*** Begin section ***

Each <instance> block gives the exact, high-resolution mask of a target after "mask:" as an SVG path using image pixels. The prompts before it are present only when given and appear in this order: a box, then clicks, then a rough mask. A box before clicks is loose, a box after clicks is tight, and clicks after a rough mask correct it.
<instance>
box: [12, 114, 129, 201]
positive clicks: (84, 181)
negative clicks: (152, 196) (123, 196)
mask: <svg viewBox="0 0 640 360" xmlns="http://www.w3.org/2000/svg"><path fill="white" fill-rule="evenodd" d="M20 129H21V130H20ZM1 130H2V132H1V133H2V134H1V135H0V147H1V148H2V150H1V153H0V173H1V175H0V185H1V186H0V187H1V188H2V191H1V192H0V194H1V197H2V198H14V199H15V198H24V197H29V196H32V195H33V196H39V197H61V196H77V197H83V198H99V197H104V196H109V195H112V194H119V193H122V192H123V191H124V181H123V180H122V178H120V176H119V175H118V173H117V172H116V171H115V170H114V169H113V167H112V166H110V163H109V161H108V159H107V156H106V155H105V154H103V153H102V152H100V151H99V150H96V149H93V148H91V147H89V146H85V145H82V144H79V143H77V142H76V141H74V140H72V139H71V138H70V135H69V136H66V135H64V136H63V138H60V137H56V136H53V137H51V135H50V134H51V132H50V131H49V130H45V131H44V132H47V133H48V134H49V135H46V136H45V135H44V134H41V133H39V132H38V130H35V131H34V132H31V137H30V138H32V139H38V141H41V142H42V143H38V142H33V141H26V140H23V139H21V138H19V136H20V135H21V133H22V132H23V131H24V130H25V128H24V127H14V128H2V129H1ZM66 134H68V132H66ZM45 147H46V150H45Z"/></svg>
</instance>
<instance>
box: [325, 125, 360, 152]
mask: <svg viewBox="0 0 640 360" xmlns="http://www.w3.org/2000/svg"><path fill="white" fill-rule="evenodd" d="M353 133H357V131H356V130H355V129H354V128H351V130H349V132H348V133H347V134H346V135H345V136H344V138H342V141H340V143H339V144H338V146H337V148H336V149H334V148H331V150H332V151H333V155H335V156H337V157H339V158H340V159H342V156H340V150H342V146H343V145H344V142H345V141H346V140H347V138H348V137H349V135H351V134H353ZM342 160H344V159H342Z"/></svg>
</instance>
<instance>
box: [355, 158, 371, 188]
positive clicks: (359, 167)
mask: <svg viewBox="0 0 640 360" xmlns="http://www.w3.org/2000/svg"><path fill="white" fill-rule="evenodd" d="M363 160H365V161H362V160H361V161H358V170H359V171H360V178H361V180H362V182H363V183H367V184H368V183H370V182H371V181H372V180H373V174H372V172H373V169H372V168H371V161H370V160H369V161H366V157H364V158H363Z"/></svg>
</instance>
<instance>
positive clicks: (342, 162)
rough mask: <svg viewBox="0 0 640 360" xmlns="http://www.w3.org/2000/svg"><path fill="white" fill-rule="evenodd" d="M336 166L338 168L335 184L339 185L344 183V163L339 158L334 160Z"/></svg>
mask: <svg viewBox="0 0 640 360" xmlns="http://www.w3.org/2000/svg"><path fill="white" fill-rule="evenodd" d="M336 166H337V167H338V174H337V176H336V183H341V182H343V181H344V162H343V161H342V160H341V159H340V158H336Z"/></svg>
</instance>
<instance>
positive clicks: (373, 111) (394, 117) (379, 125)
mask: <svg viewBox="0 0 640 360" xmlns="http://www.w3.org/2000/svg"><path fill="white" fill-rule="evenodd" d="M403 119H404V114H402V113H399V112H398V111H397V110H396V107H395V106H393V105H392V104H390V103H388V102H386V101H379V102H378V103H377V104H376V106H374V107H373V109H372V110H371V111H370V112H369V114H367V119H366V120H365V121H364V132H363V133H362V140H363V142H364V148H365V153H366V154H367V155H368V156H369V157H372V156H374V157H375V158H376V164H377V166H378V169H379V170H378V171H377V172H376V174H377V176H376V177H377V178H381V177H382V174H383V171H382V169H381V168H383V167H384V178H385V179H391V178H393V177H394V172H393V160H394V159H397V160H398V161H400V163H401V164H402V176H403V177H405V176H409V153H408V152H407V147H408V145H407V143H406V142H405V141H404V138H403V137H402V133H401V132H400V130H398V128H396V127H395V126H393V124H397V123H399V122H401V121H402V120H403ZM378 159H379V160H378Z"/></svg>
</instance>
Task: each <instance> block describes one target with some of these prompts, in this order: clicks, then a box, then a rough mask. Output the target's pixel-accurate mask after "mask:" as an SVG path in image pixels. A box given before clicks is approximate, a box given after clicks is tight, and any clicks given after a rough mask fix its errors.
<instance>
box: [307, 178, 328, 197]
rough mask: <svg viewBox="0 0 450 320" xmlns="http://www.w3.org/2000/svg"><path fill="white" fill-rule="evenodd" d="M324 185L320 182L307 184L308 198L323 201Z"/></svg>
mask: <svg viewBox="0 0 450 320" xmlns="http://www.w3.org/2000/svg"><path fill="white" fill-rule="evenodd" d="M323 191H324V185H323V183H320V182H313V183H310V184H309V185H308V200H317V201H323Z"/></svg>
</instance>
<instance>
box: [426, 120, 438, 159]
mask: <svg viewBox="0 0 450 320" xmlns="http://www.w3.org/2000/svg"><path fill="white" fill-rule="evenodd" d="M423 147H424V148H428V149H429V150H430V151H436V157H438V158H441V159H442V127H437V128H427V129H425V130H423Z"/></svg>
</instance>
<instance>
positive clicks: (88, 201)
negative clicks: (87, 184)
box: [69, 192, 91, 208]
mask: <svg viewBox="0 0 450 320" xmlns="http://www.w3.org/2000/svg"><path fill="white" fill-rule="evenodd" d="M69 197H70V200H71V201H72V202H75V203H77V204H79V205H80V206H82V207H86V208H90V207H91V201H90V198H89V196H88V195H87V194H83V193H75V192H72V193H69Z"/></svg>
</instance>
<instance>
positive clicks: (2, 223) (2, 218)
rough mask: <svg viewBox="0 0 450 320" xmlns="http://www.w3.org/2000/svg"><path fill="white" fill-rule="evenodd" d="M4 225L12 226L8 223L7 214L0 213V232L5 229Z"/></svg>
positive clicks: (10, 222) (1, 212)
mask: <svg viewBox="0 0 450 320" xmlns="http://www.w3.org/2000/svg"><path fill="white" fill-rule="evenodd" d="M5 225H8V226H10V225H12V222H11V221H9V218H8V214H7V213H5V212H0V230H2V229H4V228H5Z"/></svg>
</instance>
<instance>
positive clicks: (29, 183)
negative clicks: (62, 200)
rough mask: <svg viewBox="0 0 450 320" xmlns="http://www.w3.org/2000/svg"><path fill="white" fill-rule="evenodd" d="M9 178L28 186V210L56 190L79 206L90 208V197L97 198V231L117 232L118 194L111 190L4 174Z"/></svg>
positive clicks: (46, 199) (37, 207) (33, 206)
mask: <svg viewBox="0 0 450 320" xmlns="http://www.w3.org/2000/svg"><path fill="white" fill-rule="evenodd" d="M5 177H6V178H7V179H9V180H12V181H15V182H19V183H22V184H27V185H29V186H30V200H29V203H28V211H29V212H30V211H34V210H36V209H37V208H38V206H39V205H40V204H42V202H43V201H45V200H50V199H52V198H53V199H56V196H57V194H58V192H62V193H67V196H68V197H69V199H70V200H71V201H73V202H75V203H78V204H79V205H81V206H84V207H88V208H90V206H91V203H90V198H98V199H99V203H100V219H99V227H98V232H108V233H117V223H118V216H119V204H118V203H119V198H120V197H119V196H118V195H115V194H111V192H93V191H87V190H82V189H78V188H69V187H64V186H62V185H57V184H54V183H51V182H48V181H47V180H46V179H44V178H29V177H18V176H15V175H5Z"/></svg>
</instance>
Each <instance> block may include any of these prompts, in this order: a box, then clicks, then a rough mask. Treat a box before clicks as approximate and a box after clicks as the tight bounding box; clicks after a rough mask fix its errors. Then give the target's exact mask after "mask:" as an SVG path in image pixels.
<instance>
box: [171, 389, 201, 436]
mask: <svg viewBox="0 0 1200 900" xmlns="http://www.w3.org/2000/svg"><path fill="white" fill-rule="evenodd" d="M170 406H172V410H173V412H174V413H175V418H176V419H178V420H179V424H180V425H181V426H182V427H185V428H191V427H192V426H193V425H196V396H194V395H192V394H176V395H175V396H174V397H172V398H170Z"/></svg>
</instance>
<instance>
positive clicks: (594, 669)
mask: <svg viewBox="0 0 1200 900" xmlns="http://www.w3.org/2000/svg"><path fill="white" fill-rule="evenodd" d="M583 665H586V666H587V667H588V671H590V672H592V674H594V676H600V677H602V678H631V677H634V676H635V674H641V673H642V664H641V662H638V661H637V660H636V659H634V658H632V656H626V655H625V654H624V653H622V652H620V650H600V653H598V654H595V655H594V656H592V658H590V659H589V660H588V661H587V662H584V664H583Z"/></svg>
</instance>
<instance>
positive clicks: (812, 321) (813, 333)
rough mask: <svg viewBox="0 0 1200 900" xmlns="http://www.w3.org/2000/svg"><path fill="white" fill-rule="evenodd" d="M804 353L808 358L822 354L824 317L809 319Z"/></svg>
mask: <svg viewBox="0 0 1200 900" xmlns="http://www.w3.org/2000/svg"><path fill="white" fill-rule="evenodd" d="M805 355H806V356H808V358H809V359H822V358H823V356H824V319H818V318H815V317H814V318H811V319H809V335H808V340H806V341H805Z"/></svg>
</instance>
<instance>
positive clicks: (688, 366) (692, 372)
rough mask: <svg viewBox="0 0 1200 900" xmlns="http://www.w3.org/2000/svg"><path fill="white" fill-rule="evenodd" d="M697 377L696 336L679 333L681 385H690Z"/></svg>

*** End section ***

▶ [DIRECTIONS FOR THIS TASK]: Look through the entries above and quote exactly the lines from the line with "negative clicks: (152, 196) (123, 196)" to the line with "positive clicks: (342, 162)", counting both of those lines.

▶ [ANSWER TO THIS PROBLEM]:
negative clicks: (152, 196) (123, 196)
mask: <svg viewBox="0 0 640 360" xmlns="http://www.w3.org/2000/svg"><path fill="white" fill-rule="evenodd" d="M20 129H21V130H20ZM1 130H2V132H1V133H2V134H1V135H0V147H1V148H2V150H1V153H0V173H1V175H0V185H1V186H0V187H1V188H2V191H1V192H0V194H1V197H2V198H14V199H15V198H24V197H29V196H32V195H33V196H39V197H61V196H77V197H83V198H99V197H104V196H109V195H112V194H119V193H122V192H123V191H124V181H123V180H122V178H120V176H119V175H118V173H117V172H116V171H115V170H114V169H113V167H112V166H110V163H109V161H108V159H107V156H106V155H105V154H103V153H102V152H100V151H99V150H96V149H93V148H91V147H89V146H85V145H82V144H79V143H77V142H76V141H74V140H72V139H71V138H70V135H69V136H66V135H64V136H63V138H60V137H56V136H53V137H51V135H50V134H51V132H50V131H49V130H45V131H44V132H47V133H48V134H49V135H46V136H45V135H44V134H41V133H39V132H38V130H35V131H34V132H31V137H30V138H32V139H38V141H41V142H42V143H38V142H33V141H26V140H23V139H21V138H19V136H20V135H21V133H22V132H23V131H24V130H25V128H24V127H14V128H2V129H1ZM66 134H68V132H66ZM45 147H46V150H45Z"/></svg>
</instance>
<instance>
box: [325, 125, 360, 152]
mask: <svg viewBox="0 0 640 360" xmlns="http://www.w3.org/2000/svg"><path fill="white" fill-rule="evenodd" d="M353 133H357V131H356V130H355V129H354V128H351V130H349V132H348V133H347V134H346V135H345V136H344V138H342V141H340V143H339V144H338V146H337V148H336V149H334V148H331V150H332V151H333V155H335V156H337V157H339V158H340V159H342V156H340V150H342V146H343V145H344V142H345V141H346V140H347V138H348V137H349V135H351V134H353ZM342 160H344V159H342Z"/></svg>
</instance>
<instance>
box: [355, 158, 371, 188]
positive clicks: (359, 167)
mask: <svg viewBox="0 0 640 360" xmlns="http://www.w3.org/2000/svg"><path fill="white" fill-rule="evenodd" d="M363 160H365V161H362V160H361V161H358V170H359V171H360V178H361V180H362V182H363V183H367V184H368V183H370V182H371V181H372V180H373V174H372V172H373V169H372V168H371V161H370V160H369V161H366V157H364V158H363Z"/></svg>
</instance>
<instance>
positive clicks: (342, 162)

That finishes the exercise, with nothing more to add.